Iuriville Horror

Eppure pensavo di cavarmela. Di vivere questo periodo di incertezza tutto sommato bene. Del resto la mia indole sfuggente di tipo piuttosto avverso alla socialità mi protegge da tutto questo isolamento. Ovvio, la partita a freccette corredata da una dozzina di medie manca pure a me, ma non me ne faccio un cruccio. So resistere al vizio. Almeno per adesso.
Tuttavia ho scoperto che l'equilibrio mentale è qualcosa di sottile. Mantenerlo significa danzare sul filo respingendo gli elementi di disturbo e tentando di dar peso solo alle situazioni che si possono controllare. Un esercizio che credevo mi riuscisse decentemente.
Invece ho incontrato una fotografia, il filo si è spezzato e io sono caduto giù.
L'immagine a cui faccio riferimento è piuttosto celebre e ritrae i fratelli De Feo in una posa spensierata. Sono sicuro che molti di voi la conoscono. Esatto, proprio quella dove la ragazzina al centro del ritratto si esibisce in una smorfia.
Ma magari non sapete nemmeno di cosa sto parlando, seppure il titolo di questo pezzo qualcosa dovrebbe suggerirvi. Ci sta comunque, visto che fino a poco tempo fa nemmeno io conoscevo l'esistenza della foto in questione e, se devo dirvelo in un orecchio, stavo benissimo così.

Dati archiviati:
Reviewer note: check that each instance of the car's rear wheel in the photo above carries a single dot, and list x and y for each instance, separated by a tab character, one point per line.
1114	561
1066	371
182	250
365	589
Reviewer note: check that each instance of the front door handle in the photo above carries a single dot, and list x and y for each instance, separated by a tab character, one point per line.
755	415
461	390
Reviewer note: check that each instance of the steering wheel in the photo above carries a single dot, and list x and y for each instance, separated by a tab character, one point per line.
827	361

==

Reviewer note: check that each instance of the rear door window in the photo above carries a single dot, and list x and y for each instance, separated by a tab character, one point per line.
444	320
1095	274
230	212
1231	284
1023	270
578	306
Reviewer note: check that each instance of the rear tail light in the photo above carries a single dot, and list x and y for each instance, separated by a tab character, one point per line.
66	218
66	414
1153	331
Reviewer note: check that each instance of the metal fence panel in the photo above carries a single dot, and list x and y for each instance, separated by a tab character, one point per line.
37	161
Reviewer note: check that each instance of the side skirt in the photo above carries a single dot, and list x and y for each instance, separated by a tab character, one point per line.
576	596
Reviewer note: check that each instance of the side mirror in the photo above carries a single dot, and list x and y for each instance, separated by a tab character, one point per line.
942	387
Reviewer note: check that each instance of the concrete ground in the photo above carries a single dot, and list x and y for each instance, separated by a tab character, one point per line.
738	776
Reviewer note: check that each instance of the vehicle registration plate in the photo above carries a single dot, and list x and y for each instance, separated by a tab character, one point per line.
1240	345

--

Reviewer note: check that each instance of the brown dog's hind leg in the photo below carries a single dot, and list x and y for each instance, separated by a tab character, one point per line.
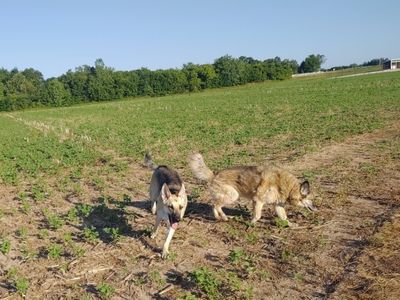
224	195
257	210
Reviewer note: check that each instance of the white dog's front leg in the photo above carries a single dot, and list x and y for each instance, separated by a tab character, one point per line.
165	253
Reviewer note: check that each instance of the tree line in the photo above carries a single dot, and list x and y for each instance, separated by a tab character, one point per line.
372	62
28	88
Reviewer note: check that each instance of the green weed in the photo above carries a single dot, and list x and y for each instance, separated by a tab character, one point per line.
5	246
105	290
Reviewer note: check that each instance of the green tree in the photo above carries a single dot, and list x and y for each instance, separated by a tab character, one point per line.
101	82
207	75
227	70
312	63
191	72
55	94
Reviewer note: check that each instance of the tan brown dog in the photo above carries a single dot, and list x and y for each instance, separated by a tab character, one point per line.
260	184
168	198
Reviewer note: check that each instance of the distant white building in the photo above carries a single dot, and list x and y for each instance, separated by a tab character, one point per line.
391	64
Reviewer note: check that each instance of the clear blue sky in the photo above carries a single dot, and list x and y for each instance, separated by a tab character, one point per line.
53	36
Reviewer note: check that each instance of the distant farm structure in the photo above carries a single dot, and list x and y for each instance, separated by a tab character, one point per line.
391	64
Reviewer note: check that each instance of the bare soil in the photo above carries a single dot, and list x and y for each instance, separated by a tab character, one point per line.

- _Problema breve 1_
Nel testo, chi ritrae la celebre fotografia di cui si parla?
- _Problema breve 2_
Per favore, prosegui il testo sulla fotografia dei fratelli De Feo dal punto in cui si interrompe.
L'elenco non ha alcun legame con il testo.

- _Risultato dell'esercizio 1_
I fratelli De Feo, ritratti in una posa spensierata.

- _Risultato dell'esercizio 2_
Sapete come vanno certe cose comunque. Quando qualcosa vuole entrarti in testa mette in pratica tutti i sotterfugi che conosce pur di raggiungere l'obbiettivo. Così i De Feo hanno iniziato a spuntarmi da tutte le direzioni e, mio malgrado, sono entrato in contatto con la storia che si nasconde dietro il ritratto.
La vicenda è piuttosto nota, soprattutto grazie alla morbosità di Hollywood e a un certo clamore generatosi attorno a un evento così atroce. Qualora viveste su Marte dagli anni sessanta (a proposito. Ciao! Come va lassù?), vi posso dire che delle cinque persone raffigurate nella fotografia, quattro sono destinate a finire molto male per mano della quinta, ovvero il mentecatto seduto in basso a destra.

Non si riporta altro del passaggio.